**Aim of the task:**
Pull out every line of the data below that contains the word "foliage".

**The data:**
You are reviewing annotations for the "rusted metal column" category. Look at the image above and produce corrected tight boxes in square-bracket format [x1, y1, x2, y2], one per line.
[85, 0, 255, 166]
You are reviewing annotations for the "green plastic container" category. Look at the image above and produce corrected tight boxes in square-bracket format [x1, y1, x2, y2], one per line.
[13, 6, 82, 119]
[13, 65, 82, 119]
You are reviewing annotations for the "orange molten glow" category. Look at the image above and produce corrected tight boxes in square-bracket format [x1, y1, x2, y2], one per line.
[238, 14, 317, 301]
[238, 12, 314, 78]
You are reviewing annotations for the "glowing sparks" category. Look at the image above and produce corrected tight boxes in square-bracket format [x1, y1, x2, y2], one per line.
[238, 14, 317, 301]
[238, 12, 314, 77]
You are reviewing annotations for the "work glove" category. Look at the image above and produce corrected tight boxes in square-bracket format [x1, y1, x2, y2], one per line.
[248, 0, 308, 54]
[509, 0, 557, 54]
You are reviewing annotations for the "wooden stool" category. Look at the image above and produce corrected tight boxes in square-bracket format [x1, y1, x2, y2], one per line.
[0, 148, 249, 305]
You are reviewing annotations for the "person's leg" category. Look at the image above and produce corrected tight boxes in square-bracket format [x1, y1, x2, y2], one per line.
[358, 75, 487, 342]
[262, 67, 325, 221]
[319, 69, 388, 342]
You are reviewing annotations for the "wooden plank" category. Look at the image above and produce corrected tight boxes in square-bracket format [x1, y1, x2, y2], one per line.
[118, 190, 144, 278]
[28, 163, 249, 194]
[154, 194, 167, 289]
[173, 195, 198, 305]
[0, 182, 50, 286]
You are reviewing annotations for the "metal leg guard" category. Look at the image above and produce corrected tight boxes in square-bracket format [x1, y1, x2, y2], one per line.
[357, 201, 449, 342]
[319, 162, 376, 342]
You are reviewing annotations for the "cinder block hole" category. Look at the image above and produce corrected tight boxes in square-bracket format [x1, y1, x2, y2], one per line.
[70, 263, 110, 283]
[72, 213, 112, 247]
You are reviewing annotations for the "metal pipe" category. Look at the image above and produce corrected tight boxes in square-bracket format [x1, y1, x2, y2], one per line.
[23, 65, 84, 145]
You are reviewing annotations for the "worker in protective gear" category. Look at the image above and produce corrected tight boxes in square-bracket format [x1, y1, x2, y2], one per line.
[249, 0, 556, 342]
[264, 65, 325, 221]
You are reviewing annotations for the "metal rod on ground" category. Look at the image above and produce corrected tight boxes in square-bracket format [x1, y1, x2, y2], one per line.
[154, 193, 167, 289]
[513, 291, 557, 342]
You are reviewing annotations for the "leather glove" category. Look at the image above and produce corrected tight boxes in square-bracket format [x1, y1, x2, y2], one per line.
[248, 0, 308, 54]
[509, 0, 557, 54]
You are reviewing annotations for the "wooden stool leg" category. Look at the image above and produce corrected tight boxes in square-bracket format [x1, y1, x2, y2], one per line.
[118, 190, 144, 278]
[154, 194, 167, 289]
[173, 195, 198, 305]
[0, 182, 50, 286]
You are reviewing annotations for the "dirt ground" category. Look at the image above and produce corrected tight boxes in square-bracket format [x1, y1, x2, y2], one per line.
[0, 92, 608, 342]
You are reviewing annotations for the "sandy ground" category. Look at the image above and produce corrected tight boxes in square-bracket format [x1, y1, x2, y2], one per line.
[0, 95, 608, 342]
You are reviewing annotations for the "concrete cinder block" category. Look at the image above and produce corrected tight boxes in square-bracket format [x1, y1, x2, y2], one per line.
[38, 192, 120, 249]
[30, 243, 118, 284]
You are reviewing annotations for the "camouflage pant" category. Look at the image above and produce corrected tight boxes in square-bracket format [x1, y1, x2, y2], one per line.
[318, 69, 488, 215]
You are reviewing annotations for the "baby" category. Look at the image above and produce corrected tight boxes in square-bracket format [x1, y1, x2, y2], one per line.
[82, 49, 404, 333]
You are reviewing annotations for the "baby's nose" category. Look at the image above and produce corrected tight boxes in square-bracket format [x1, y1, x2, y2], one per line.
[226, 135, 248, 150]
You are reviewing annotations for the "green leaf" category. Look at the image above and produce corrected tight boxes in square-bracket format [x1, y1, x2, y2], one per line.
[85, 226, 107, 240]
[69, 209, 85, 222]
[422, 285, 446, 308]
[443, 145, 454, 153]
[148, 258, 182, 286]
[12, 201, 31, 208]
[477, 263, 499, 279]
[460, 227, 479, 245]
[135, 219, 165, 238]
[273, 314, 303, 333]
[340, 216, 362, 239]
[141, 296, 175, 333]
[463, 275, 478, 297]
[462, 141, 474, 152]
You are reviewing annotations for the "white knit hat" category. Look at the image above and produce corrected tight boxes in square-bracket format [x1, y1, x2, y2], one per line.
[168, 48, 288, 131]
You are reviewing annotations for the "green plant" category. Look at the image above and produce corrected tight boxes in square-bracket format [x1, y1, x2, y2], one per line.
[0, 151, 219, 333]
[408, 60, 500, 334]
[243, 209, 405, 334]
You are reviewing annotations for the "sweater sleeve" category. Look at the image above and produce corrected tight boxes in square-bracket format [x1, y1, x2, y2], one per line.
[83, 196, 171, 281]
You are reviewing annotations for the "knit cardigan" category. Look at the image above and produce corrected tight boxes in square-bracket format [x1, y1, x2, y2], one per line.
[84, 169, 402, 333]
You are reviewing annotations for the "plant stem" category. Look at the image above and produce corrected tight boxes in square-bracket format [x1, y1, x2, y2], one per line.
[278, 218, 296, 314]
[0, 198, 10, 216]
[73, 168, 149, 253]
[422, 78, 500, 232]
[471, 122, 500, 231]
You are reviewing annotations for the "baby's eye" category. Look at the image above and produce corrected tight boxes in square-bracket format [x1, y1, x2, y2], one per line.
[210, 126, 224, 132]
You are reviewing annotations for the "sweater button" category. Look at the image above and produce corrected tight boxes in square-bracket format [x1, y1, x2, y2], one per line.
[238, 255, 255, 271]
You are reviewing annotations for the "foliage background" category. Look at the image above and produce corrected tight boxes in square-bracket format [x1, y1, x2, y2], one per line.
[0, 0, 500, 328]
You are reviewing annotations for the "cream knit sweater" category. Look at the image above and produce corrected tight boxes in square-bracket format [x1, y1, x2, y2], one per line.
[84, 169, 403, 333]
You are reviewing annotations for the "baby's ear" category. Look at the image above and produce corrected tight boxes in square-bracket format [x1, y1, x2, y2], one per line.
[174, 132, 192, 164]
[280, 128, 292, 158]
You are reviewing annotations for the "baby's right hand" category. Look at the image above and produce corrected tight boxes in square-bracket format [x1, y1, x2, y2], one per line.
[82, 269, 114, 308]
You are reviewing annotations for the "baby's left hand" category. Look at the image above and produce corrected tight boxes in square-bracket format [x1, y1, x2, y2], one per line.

**Expected output:**
You are reviewing annotations for the "foliage background" category. Look at the image above and produce corrected tight boxes in square-bracket format [x1, y1, x2, y2], one per line.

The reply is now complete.